PROMPT: Using the records that appear below, write out exactly the lines from the one with "positive clicks: (1134, 741)" through the one with "box: [1130, 672, 1174, 762]", keeping both end lines.

────────────────────────────────────────

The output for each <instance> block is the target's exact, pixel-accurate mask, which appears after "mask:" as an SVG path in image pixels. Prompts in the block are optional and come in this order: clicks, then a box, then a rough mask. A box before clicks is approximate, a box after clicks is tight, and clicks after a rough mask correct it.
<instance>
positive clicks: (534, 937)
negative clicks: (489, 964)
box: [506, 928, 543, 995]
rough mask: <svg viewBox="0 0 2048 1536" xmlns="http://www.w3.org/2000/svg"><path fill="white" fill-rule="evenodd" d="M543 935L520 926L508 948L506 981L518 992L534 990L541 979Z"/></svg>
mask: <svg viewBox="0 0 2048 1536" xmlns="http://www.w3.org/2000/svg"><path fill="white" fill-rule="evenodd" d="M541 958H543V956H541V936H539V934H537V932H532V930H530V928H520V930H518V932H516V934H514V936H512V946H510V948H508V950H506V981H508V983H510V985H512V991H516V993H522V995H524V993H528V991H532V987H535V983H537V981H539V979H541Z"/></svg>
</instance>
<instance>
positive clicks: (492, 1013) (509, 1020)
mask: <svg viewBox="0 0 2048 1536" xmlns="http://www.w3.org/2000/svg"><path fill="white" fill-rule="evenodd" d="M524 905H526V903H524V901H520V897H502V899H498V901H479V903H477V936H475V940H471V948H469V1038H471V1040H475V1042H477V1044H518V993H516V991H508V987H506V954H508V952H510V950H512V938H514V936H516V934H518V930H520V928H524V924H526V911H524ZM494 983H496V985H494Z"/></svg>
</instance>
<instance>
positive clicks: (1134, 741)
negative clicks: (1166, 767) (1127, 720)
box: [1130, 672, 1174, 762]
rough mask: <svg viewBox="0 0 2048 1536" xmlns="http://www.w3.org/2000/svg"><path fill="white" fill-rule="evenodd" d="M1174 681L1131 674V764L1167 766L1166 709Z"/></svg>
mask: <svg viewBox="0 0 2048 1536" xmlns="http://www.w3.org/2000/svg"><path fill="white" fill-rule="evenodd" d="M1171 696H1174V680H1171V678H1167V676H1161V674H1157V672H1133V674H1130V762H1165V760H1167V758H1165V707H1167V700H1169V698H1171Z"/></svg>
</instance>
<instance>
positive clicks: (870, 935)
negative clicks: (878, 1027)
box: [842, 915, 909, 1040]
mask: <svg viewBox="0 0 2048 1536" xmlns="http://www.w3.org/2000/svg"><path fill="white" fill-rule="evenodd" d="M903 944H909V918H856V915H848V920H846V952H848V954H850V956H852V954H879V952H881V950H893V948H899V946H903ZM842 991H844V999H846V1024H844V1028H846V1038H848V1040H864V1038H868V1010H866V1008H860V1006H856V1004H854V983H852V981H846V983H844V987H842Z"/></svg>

────────────────────────────────────────

RESPONSE TO THIS EXERCISE:
positive clicks: (1134, 741)
negative clicks: (1166, 767) (1127, 720)
box: [1130, 672, 1174, 762]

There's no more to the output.